• _BRIEF_: Give every line of the listing back, exactly as written.

• _DATA SHOWN_:
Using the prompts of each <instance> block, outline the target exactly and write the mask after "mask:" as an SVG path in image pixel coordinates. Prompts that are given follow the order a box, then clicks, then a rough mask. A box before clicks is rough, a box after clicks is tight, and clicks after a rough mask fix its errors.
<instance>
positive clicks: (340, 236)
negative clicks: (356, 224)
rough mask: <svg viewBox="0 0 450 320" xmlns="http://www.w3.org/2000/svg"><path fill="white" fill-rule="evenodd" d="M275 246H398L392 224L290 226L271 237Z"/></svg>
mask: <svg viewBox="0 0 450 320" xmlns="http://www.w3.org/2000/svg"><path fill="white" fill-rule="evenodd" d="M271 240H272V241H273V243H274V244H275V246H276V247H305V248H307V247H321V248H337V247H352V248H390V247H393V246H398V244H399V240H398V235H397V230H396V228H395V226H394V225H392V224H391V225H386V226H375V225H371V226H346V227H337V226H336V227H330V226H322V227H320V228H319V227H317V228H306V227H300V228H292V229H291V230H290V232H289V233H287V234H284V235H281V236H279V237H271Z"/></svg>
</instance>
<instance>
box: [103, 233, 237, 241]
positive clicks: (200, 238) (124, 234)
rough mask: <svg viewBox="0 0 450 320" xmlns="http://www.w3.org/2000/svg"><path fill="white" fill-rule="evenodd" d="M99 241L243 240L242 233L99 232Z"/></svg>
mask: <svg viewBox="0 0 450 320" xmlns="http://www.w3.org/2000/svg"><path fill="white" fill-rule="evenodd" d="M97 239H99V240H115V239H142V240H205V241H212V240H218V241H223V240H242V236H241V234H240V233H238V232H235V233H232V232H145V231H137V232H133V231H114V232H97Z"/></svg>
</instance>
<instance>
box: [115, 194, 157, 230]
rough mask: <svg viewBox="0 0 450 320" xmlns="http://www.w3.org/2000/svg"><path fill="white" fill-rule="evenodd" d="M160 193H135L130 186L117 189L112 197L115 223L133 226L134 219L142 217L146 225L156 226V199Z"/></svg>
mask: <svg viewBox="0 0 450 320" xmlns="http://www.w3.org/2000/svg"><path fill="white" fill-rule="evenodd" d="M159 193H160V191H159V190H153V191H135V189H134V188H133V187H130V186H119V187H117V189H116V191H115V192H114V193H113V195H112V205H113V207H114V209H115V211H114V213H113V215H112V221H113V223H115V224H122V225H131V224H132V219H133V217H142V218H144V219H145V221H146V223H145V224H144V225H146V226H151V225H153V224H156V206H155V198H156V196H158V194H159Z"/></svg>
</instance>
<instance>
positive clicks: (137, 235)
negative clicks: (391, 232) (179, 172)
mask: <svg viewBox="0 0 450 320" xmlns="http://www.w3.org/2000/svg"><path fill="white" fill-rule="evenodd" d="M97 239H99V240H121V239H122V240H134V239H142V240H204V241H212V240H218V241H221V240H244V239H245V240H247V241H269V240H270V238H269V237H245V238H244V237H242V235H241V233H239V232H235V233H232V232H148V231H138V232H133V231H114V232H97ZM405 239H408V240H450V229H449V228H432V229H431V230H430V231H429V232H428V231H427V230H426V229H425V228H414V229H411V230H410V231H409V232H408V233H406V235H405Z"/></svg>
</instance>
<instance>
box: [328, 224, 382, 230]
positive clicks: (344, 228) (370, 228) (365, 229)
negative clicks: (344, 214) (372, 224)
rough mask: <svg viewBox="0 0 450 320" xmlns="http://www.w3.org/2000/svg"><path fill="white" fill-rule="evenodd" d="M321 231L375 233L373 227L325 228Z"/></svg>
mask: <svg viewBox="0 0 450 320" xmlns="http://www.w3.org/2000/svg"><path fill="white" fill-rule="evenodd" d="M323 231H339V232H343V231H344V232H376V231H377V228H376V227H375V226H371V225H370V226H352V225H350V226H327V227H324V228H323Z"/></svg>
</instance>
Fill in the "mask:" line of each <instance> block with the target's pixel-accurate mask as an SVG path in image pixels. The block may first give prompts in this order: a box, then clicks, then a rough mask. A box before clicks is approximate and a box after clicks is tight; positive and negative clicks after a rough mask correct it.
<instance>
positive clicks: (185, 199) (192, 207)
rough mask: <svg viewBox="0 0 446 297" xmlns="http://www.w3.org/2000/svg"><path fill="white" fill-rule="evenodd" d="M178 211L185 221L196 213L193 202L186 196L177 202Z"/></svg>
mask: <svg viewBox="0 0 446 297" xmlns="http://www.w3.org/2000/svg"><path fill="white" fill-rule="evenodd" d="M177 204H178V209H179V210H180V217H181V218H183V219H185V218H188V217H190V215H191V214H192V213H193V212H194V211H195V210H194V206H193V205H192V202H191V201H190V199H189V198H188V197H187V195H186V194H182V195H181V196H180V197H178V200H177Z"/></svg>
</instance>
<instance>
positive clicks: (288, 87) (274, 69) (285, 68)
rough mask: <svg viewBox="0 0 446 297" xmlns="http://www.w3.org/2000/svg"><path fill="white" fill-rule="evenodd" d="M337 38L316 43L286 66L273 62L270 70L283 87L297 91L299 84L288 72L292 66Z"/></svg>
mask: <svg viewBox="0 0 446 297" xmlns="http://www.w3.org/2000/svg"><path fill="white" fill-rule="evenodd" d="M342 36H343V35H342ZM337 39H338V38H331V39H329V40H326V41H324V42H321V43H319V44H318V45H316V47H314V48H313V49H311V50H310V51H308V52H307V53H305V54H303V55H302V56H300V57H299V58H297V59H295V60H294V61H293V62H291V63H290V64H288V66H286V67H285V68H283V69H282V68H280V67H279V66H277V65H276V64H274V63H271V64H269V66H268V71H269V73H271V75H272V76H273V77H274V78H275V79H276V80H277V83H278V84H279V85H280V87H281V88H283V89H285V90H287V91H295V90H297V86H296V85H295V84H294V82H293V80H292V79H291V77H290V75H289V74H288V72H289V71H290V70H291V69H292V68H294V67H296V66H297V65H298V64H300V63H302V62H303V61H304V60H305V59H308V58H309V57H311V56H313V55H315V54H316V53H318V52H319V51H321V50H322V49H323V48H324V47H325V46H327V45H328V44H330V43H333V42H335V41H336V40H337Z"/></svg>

• _SOLUTION FOR THIS PROBLEM_:
Using the prompts of each <instance> block, outline the target exactly and write the mask after "mask:" as an SVG path in image pixel coordinates. Prompts that are given follow the order a box, then clicks, then a rough mask. A box before clicks is rough, a box after clicks is tight, and clicks after a rough mask fix its errors.
<instance>
positive clicks: (340, 236)
negative clicks: (356, 224)
rough mask: <svg viewBox="0 0 450 320" xmlns="http://www.w3.org/2000/svg"><path fill="white" fill-rule="evenodd" d="M275 246H398L392 224L290 226L271 237Z"/></svg>
mask: <svg viewBox="0 0 450 320" xmlns="http://www.w3.org/2000/svg"><path fill="white" fill-rule="evenodd" d="M271 240H272V241H273V243H274V244H275V246H276V247H305V248H307V247H321V248H337V247H352V248H390V247H393V246H398V244H399V240H398V235H397V230H396V228H395V226H394V225H392V224H391V225H386V226H375V225H371V226H346V227H337V226H336V227H330V226H322V227H320V228H319V227H317V228H306V227H300V228H292V229H291V230H290V232H289V233H287V234H284V235H281V236H279V237H271Z"/></svg>
</instance>
<instance>
box: [103, 233, 237, 241]
positive clicks: (200, 238) (124, 234)
rough mask: <svg viewBox="0 0 450 320" xmlns="http://www.w3.org/2000/svg"><path fill="white" fill-rule="evenodd" d="M99 241L243 240L242 233L99 232Z"/></svg>
mask: <svg viewBox="0 0 450 320" xmlns="http://www.w3.org/2000/svg"><path fill="white" fill-rule="evenodd" d="M97 239H99V240H115V239H142V240H205V241H212V240H218V241H223V240H242V236H241V234H240V233H238V232H235V233H232V232H145V231H137V232H133V231H114V232H97Z"/></svg>
</instance>
<instance>
box: [115, 194, 157, 230]
rough mask: <svg viewBox="0 0 450 320" xmlns="http://www.w3.org/2000/svg"><path fill="white" fill-rule="evenodd" d="M160 193H135L130 186L117 189L112 197L115 223L133 226L134 219L142 217L146 225L156 226V199Z"/></svg>
mask: <svg viewBox="0 0 450 320" xmlns="http://www.w3.org/2000/svg"><path fill="white" fill-rule="evenodd" d="M159 193H160V191H159V190H153V191H135V189H134V188H133V187H130V186H119V187H117V189H116V191H115V192H114V193H113V195H112V205H113V207H114V209H115V211H114V213H113V215H112V221H113V223H115V224H122V225H131V224H132V219H133V217H142V218H144V219H145V221H146V223H145V224H144V225H146V226H151V225H153V224H156V206H155V198H156V196H158V194H159Z"/></svg>
</instance>
<instance>
positive clicks: (137, 235)
negative clicks: (391, 232) (179, 172)
mask: <svg viewBox="0 0 450 320" xmlns="http://www.w3.org/2000/svg"><path fill="white" fill-rule="evenodd" d="M97 239H99V240H121V239H122V240H134V239H142V240H204V241H212V240H218V241H221V240H244V239H245V240H247V241H269V240H270V238H269V237H245V238H244V237H242V235H241V233H239V232H235V233H232V232H148V231H138V232H133V231H114V232H97ZM405 239H408V240H450V229H449V228H432V229H431V230H430V231H429V232H428V231H427V230H426V229H425V228H414V229H411V230H410V231H409V232H408V233H406V235H405Z"/></svg>
</instance>
<instance>
box: [328, 224, 382, 230]
positive clicks: (344, 228) (370, 228) (365, 229)
negative clicks: (344, 214) (372, 224)
rough mask: <svg viewBox="0 0 450 320" xmlns="http://www.w3.org/2000/svg"><path fill="white" fill-rule="evenodd" d="M321 231L375 233L373 227L325 228Z"/></svg>
mask: <svg viewBox="0 0 450 320" xmlns="http://www.w3.org/2000/svg"><path fill="white" fill-rule="evenodd" d="M323 231H339V232H343V231H344V232H376V231H377V228H376V227H375V226H371V225H370V226H352V225H350V226H327V227H324V228H323Z"/></svg>
</instance>
Fill in the "mask:" line of each <instance> block with the target's pixel-accurate mask as an SVG path in image pixels. The block may first give prompts in this order: a box, then clicks, then a rough mask. A box before clicks is approximate and a box after clicks is tight; positive and negative clicks after a rough mask correct it.
<instance>
positive clicks: (185, 199) (192, 207)
rough mask: <svg viewBox="0 0 446 297" xmlns="http://www.w3.org/2000/svg"><path fill="white" fill-rule="evenodd" d="M178 211L185 221L196 213L193 202L186 196L177 202Z"/></svg>
mask: <svg viewBox="0 0 446 297" xmlns="http://www.w3.org/2000/svg"><path fill="white" fill-rule="evenodd" d="M177 204H178V209H179V210H180V217H181V218H183V219H185V218H188V217H190V215H191V214H192V213H193V212H194V211H195V210H194V206H193V205H192V202H191V201H190V199H189V198H188V197H187V195H186V194H182V195H181V196H180V197H178V200H177Z"/></svg>
</instance>
<instance>
positive clicks: (288, 87) (274, 69) (285, 68)
rough mask: <svg viewBox="0 0 446 297" xmlns="http://www.w3.org/2000/svg"><path fill="white" fill-rule="evenodd" d="M337 38L316 43L286 66L273 62L270 70L283 87L297 91L299 84L288 72L292 66Z"/></svg>
mask: <svg viewBox="0 0 446 297" xmlns="http://www.w3.org/2000/svg"><path fill="white" fill-rule="evenodd" d="M342 36H343V35H342ZM337 39H338V38H331V39H329V40H326V41H324V42H321V43H319V44H318V45H316V47H314V48H313V49H311V50H310V51H308V52H307V53H305V54H303V55H302V56H300V57H299V58H297V59H295V60H294V61H293V62H291V63H290V64H288V66H286V67H285V68H283V69H282V68H280V67H279V66H277V65H276V64H274V63H271V64H269V66H268V71H269V73H271V75H272V76H273V77H274V78H275V79H276V80H277V83H278V84H279V85H280V87H281V88H283V89H285V90H287V91H295V90H297V86H296V85H295V84H294V82H293V80H292V79H291V77H290V75H289V74H288V72H289V71H290V70H291V69H292V68H294V67H296V66H297V65H298V64H300V63H302V62H303V61H304V60H305V59H308V58H309V57H311V56H313V55H315V54H316V53H318V52H319V51H321V50H322V49H323V48H324V47H325V46H327V45H328V44H330V43H333V42H335V41H336V40H337Z"/></svg>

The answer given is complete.